E conclui reafirmando o essencial da argumentação anteriormente expendida e
salientando que a não aceitação do grupo de cidadãos recorrente resulta de um
lapso matemático de base e do registo de ocorrências que aquele não pôde
analisar, factores independentes mas que, cada um de per si, permitiriam a sua
aceitação.
3. Por o entender possível e necessário, o ora relator solicitou à CNE, nos
termos do artigo 102º-B, nº 4 da LTC que fossem enviados ao Tribunal os
originais das folhas de subscrição do Grupo de cidadãos eleitores designado “Diz
que Não” donde constassem as assinaturas correspondentes às 29 irregularidades
detectadas pela DSIC e às 5 irregularidades detectadas pela CNE; que se
diligenciasse no sentido quer de ser indicado ao Tribunal o critério utilizado
por aquele organismo para a avaliação da autenticidade das assinaturas, quer da
remessa das cópias dos verbetes utilizados pela DSIC para controlo da
autenticidade das assinaturas; e, posteriormente, que fosse remetida ao Tribunal
cópia do requerimento de inscrição e denominação do grupo de cidadãos “Diz que
Não”.
A CNE transmitiu ao Tribunal Constitucional, nesse mesmo dia, a documentação
solicitada.
Cumpre apreciar e decidir.
II
Fundamentação
4. Como decorre do relatado, a deliberação da CNE foi comunicada à Comissão
Executiva do Grupo de Cidadãos “Diz que Não”, por telecópia em 19 de Janeiro de
2007. E o recurso interposto em nome do grupo de eleitores “Plataforma Diz Que
Não”, apresentado à CNE, foi interposto para o Tribunal Constitucional no dia 22
de Janeiro seguinte, o primeiro dia útil (os dias 20 e 21 foram,
respectivamente, um sábado e um domingo) posterior aquele, após o ora recorrente
ter entretanto (ainda a 19 de Janeiro) pretendido obter e parcialmente obtido (a
22 de Janeiro pouco depois das 11 horas) da CNE determinados elementos em ordem
à elaboração do recurso (fls 14 a 19).
Deste modo, o presente recurso, interposto ao abrigo do disposto no artigo
102º-B, nº 1, da LTC, é tempestivo, tendo em conta o que estabelece o nº 2 do
mesmo artigo da mesma lei, que fixa para tal efeito o prazo de um dia.

* _Dados fornecidos_
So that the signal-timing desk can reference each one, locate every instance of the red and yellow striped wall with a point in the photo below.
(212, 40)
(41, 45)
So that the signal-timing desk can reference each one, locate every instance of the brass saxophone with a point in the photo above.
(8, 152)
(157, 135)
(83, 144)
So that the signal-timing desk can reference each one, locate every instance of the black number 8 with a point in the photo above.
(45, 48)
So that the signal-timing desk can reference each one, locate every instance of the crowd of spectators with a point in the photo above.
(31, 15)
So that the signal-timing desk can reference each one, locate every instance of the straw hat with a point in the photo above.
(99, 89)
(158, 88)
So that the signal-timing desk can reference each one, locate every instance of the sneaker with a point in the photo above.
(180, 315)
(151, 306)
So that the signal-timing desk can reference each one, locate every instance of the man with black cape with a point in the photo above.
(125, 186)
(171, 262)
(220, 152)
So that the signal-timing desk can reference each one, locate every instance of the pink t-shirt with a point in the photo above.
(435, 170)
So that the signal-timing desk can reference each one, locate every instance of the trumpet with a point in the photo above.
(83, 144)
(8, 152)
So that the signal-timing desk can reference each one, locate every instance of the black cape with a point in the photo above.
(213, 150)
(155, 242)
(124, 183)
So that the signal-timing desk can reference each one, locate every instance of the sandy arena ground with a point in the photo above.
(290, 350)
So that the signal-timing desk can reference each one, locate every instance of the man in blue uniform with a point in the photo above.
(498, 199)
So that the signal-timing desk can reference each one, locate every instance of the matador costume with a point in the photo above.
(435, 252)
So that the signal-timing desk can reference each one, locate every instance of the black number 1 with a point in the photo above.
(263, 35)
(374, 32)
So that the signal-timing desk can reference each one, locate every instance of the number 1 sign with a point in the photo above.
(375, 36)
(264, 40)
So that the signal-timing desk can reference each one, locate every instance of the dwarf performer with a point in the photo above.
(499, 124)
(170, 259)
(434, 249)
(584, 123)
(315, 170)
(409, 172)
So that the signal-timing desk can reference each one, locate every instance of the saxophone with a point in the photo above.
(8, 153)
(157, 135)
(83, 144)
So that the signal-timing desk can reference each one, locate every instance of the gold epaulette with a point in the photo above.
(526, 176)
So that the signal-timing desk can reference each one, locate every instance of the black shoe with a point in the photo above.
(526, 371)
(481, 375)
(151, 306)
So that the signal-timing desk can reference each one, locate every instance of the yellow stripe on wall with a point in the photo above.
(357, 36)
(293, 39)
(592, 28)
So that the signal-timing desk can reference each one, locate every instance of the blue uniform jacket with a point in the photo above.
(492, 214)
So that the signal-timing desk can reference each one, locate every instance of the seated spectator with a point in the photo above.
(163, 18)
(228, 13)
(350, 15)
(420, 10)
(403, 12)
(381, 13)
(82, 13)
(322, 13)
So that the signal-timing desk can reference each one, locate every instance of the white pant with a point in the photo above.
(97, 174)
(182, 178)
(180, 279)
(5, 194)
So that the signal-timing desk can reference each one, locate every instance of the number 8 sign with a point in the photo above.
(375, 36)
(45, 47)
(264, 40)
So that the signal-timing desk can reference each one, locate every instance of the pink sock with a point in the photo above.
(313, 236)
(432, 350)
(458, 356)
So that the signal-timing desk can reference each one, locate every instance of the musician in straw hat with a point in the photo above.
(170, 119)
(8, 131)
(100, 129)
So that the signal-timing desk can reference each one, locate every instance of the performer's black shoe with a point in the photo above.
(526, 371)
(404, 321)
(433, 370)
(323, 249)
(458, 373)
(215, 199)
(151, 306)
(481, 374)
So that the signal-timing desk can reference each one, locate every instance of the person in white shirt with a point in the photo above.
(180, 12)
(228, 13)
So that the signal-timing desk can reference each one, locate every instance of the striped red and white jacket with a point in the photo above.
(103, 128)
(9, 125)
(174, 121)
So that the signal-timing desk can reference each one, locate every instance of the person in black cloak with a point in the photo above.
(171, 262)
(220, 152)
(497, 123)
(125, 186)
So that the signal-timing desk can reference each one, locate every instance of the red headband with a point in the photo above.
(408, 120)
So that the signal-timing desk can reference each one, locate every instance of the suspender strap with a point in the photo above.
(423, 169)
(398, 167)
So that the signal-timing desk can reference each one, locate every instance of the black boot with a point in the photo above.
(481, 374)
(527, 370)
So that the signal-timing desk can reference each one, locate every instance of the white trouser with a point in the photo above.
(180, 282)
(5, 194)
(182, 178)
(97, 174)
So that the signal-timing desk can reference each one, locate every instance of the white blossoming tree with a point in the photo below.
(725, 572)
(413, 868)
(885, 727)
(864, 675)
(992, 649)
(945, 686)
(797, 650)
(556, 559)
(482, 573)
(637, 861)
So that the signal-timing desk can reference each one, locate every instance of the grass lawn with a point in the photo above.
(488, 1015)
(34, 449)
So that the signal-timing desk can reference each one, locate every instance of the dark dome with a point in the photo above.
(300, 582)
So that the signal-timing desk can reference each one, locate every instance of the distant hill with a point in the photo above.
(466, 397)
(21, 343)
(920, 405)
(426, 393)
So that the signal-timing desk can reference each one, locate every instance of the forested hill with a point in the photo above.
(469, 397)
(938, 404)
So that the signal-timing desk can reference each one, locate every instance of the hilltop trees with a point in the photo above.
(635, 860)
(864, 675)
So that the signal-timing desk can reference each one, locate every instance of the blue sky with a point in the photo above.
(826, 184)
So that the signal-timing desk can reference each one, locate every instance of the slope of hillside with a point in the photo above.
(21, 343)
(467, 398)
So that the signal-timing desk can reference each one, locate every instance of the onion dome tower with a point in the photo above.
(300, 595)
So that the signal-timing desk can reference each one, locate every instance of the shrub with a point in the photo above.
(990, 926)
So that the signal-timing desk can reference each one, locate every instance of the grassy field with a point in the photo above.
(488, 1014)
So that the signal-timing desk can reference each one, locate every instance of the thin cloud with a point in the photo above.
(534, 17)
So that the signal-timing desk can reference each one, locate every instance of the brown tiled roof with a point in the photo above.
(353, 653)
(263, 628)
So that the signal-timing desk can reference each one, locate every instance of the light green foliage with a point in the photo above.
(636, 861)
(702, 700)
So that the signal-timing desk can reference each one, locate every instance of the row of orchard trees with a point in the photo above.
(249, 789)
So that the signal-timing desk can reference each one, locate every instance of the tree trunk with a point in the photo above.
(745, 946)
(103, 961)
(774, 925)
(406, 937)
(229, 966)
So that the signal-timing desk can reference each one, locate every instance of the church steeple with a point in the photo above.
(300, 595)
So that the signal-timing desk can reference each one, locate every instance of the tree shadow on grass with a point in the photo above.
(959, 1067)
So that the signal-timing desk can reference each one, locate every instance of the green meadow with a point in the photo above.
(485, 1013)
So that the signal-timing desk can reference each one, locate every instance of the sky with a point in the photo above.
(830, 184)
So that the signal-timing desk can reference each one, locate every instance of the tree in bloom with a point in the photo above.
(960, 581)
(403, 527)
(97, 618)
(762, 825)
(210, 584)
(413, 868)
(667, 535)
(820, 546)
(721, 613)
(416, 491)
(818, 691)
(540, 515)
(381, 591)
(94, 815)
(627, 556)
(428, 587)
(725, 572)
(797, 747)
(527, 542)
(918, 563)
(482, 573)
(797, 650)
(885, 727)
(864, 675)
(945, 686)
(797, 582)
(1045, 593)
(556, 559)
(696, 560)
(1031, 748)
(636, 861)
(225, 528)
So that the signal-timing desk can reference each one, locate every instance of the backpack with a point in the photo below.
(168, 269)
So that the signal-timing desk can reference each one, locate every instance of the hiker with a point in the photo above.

* _Tarefa pedida A_
Segundo o excerto, que prazo fixa o nº 2 do artigo 102º-B da LTC para a interposição do recurso?
* _Tarefa pedida B_
Transcreva fielmente o trecho do excerto que vai de "A CNE transmitiu" a "(fls 14 a 19).".
Use apenas o excerto como fonte para responder.

* _Resultado do exercício A_
O prazo de um dia.

* _Resultado do exercício B_
A CNE transmitiu ao Tribunal Constitucional, nesse mesmo dia, a documentação
solicitada.
Cumpre apreciar e decidir.
II
Fundamentação
4. Como decorre do relatado, a deliberação da CNE foi comunicada à Comissão
Executiva do Grupo de Cidadãos “Diz que Não”, por telecópia em 19 de Janeiro de
2007. E o recurso interposto em nome do grupo de eleitores “Plataforma Diz Que
Não”, apresentado à CNE, foi interposto para o Tribunal Constitucional no dia 22
de Janeiro seguinte, o primeiro dia útil (os dias 20 e 21 foram,
respectivamente, um sábado e um domingo) posterior aquele, após o ora recorrente
ter entretanto (ainda a 19 de Janeiro) pretendido obter e parcialmente obtido (a
22 de Janeiro pouco depois das 11 horas) da CNE determinados elementos em ordem
à elaboração do recurso (fls 14 a 19).